[start]

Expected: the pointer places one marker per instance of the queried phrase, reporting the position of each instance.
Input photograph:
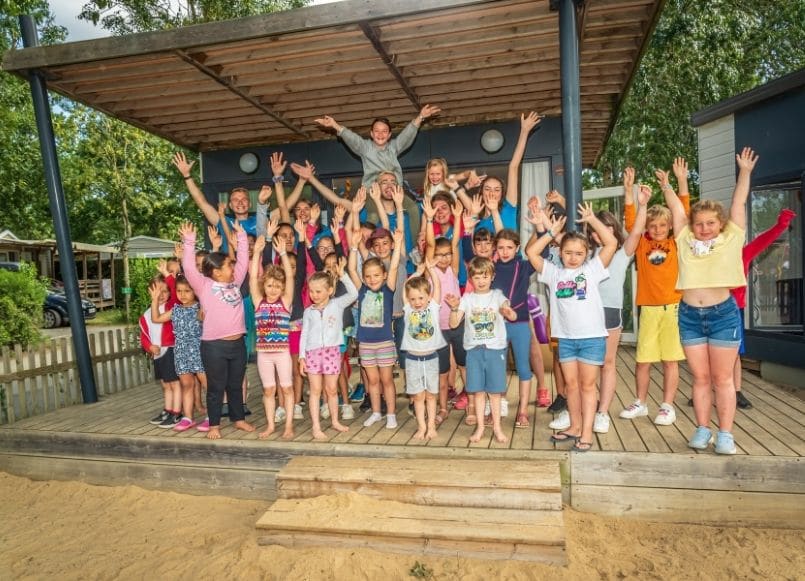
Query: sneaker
(170, 421)
(184, 424)
(561, 421)
(163, 415)
(601, 423)
(666, 415)
(701, 438)
(741, 401)
(373, 419)
(559, 404)
(725, 443)
(358, 394)
(636, 410)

[end]

* **Task goal**: Reproduce every line of the records above word for word, and leave the pictures out of your answer.

* **The solution**:
Expected: the pointer places one marker per instance of the queried phrase, reporting the position of each instance.
Input photograph:
Query: sneaker
(170, 421)
(184, 424)
(561, 421)
(163, 415)
(601, 423)
(666, 415)
(701, 438)
(741, 401)
(373, 419)
(559, 404)
(725, 443)
(358, 394)
(636, 410)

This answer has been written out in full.